Dataset excerpt
+++

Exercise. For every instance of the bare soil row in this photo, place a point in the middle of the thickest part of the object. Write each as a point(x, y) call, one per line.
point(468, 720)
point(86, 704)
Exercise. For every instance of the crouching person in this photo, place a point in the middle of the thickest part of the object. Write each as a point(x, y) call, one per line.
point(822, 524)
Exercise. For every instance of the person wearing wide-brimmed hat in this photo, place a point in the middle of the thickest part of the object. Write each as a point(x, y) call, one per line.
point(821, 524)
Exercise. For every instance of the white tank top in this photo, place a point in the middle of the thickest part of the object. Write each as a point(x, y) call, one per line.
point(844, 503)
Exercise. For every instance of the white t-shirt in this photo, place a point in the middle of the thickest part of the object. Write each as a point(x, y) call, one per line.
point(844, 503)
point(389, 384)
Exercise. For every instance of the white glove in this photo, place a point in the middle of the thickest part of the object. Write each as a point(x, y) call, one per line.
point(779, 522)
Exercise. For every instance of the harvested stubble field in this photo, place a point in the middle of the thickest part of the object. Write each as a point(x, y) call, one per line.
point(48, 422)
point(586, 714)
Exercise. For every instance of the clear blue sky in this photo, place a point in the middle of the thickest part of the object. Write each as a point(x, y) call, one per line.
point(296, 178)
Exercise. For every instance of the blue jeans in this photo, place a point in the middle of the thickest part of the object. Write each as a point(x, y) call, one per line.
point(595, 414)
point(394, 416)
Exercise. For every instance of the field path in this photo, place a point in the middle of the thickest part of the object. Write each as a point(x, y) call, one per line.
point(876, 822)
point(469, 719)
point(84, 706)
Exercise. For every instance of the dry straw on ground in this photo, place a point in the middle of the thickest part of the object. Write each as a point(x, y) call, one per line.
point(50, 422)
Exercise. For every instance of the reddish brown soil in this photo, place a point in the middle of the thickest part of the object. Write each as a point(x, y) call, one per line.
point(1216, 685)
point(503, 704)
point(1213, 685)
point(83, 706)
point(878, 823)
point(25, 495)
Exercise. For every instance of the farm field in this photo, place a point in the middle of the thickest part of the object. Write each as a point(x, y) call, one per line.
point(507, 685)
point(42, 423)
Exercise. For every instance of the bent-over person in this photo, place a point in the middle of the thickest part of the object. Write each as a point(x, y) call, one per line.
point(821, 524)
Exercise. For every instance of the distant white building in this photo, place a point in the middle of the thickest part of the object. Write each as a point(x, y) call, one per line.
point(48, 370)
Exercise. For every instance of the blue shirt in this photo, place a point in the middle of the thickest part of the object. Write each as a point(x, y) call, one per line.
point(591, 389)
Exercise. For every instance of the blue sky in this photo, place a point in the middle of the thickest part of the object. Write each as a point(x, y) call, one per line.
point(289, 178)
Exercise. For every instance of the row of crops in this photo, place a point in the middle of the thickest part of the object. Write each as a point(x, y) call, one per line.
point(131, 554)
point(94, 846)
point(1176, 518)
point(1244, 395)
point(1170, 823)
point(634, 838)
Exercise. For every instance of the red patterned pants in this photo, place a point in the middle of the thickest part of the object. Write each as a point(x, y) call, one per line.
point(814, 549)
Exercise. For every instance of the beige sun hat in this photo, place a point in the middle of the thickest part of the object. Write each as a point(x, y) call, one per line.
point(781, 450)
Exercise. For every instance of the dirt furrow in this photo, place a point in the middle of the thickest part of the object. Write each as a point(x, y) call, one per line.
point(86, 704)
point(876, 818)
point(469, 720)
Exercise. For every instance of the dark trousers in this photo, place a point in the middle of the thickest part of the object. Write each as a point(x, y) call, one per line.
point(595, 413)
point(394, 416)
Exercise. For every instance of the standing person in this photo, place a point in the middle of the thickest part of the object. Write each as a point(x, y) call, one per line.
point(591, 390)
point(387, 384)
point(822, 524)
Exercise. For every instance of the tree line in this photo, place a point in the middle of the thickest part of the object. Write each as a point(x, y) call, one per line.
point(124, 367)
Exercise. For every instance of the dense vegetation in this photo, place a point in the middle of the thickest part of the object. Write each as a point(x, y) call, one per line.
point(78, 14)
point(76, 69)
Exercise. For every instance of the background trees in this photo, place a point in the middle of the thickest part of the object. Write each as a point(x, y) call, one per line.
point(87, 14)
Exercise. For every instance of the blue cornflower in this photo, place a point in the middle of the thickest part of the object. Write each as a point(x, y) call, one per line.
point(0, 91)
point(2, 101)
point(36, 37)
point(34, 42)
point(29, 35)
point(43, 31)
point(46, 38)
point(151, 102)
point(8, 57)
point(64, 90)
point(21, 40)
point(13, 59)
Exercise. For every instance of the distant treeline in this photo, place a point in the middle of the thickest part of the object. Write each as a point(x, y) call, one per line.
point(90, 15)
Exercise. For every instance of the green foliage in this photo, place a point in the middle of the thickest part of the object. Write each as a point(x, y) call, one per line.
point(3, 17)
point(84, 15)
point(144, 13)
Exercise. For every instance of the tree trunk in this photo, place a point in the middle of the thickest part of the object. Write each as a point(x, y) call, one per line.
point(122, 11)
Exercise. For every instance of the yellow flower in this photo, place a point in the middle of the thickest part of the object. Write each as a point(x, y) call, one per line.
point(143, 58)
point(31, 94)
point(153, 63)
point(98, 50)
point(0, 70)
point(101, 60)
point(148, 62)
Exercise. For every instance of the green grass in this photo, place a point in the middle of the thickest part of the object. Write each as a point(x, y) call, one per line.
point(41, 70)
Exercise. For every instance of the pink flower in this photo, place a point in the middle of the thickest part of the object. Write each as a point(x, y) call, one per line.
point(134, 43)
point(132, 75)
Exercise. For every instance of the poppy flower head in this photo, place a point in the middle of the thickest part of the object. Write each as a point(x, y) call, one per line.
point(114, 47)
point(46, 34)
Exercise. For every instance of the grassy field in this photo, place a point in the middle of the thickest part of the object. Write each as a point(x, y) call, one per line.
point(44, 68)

+++

Return the listing above in full, character for character.

Exercise. For every instance of the bare soil row in this photo, place a point in the middle of the thickest part of the object. Write each as a point(x, y) call, one per line.
point(468, 720)
point(86, 704)
Exercise. For every instance of the crouching person in this photo, place a point in the middle of the thickest part of the object. Write each as a point(x, y) call, one per line.
point(822, 524)
Exercise. For every instance of the person wearing wide-brimmed hat in this photo, place a point in the middle of the thickest part of the object. Write each as a point(x, y) call, one per line.
point(821, 524)
Exercise. For every instance of the white tank top in this photo, place a point in the middle of the thickest part of the object. Write each as a point(x, y) call, one per line.
point(844, 503)
Exercise. For every instance of the white t-shirt in this photo, place a point in the middle of the thickest part of the object. Write each as a point(x, y) call, one per line.
point(844, 503)
point(389, 384)
Exercise. For every instance of the white glove in this photo, place a point in the middle of the thickest part of the object. Write each as a point(x, y) call, one per line.
point(779, 522)
Exercise. For every instance of the harvested stubble field in this photo, place a point in the middle of the thickest part of the object. Write each as a point(x, y) call, one per line.
point(48, 422)
point(586, 714)
Exercise. For every instance of the clear blue sky in this photo, place a point in the middle of the thickest part of the object. Write each as a point(x, y) call, one per line.
point(296, 178)
Exercise. For every instance of the blue jeans in this photo, place a point in the middle of the thickest part of the object. Write each as a point(x, y) call, one per line.
point(595, 414)
point(394, 416)
Exercise. For every instance of the field path in this photo, place a point in the middle of the thickest part of the object. Write each as a point(x, y) call, one per line.
point(876, 822)
point(469, 719)
point(84, 706)
Exercise. For every instance of the dry straw on ground in this photo, place a point in the middle of the thickest part of the object. Write each as a point(x, y) call, one per line.
point(50, 422)
Exercise. For every instance of the reddish brown soil in this photo, place a point in the middle of the thickest part of the object. Write each as a point(x, y) call, one per line.
point(1216, 685)
point(503, 704)
point(1213, 685)
point(83, 706)
point(878, 823)
point(25, 495)
Exercise. For every instance of the farm field in this photo, place a point in the middle of the thickest part of the object. Write each as a point(x, y) call, one per line.
point(507, 685)
point(42, 423)
Exercise. For every instance of the bent-over person in this photo, place a point in the middle of the thickest part of the object. Write each as a point(x, y) call, one per line.
point(821, 524)
Exercise. For every instance of the distant white building in this photo, place a point in the middle of the thickest part of the object. Write each as a point(x, y) call, one per line.
point(48, 370)
Exercise. For every instance of the blue shirt in this photo, place a point in the middle of the thickest part of the object. Write each as a point(x, y) call, one per line.
point(591, 389)
Exercise. For every instance of the blue sky in this photo, place a point in the middle of the thickest part of the object. Write each as a point(x, y) call, one per line.
point(289, 178)
Exercise. For every instance of the row of crops in this photo, place a point in the middle of the thickest part of the object. Write each as a point(x, y) call, one per line.
point(131, 554)
point(94, 846)
point(1176, 518)
point(1244, 395)
point(1170, 823)
point(634, 838)
Exercise. For every instance of the red patterned pants in this photo, place a point in the middle of the thickest part of the object. Write each as a point(x, y) call, one per line.
point(814, 549)
Exercise. For every instance of the beige sun hat in this photo, place a point in the middle of the thickest part of the object. Write each as a point(x, y) call, one per line.
point(781, 450)
Exercise. For every instance of the dirt furrow in this photo, place a point in the middle of the thickest part of the object. Write each as a point(x, y) call, one per line.
point(86, 704)
point(876, 818)
point(469, 720)
Exercise. For every instance of the dark trousers in this photo, place a point in the middle of the thickest part of the object. Write each as a point(x, y) call, one per line.
point(595, 413)
point(394, 416)
Exercise. For every instance of the standing person in this photo, place a point in the middle of the thickest part of the object. Write each as a point(x, y) call, one per line.
point(591, 390)
point(387, 384)
point(822, 524)
Exercise. For every instance of the tree line in this photo, place a point in the middle of the thickest part of the object. Write each as a point(x, y) call, one per line.
point(124, 367)
Exercise. For every instance of the dense vegetation in this photo, place a point in the middle of the thickest part of the object. Write each as a point(x, y) call, one per line.
point(78, 14)
point(76, 69)
Exercise. For every instance of the background trees in this photo, place a point in the middle of the thickest part of the object. Write each as a point(x, y) call, one per line.
point(87, 14)
Exercise. For every instance of the blue cornflower in this photo, place a point in the middle of the thickest part of the object. Write each as a point(x, y) call, one per line.
point(0, 91)
point(2, 101)
point(36, 37)
point(34, 42)
point(29, 35)
point(43, 31)
point(46, 38)
point(151, 102)
point(8, 57)
point(64, 90)
point(21, 40)
point(13, 59)
Exercise. For every instance of the distant treeline in this photo, place a point in the middle of the thickest part of the object. Write each as a point(x, y) call, one per line.
point(90, 15)
Exercise. For every instance of the green foliage in this photo, place a point in the middle of the thickest part of the object. Write each as a point(x, y) call, one per line.
point(3, 17)
point(84, 15)
point(144, 13)
Exercise. For every instance of the tree trunk in this photo, place a point in the middle of the thickest part of the object. Write each as a point(x, y) call, one per line.
point(122, 11)
Exercise. For every instance of the yellow flower in this photo, place a point in the middle of the thickest part of the object. Write each as a point(x, y) call, one per line.
point(143, 58)
point(31, 94)
point(153, 63)
point(98, 50)
point(0, 70)
point(101, 60)
point(148, 62)
Exercise. For every instance of the green grass in this photo, place a point in the middle of the thickest part of the object. Write each as a point(x, y) call, one per line.
point(41, 70)
Exercise. For every instance of the pink flower in this photo, place a point in the middle of the thickest part of the object. Write each as a point(x, y) call, one per line.
point(134, 43)
point(132, 75)
Exercise. For every instance of the poppy flower head in this photo, place a point in the middle of the thickest part of the object. Write each as a point(x, y) call, one per line.
point(114, 47)
point(46, 34)
Exercise. For every instance of the grassy field in this photo, place a point in the middle of the thickest part of the object. Write each as a point(x, y) call, one per line.
point(44, 68)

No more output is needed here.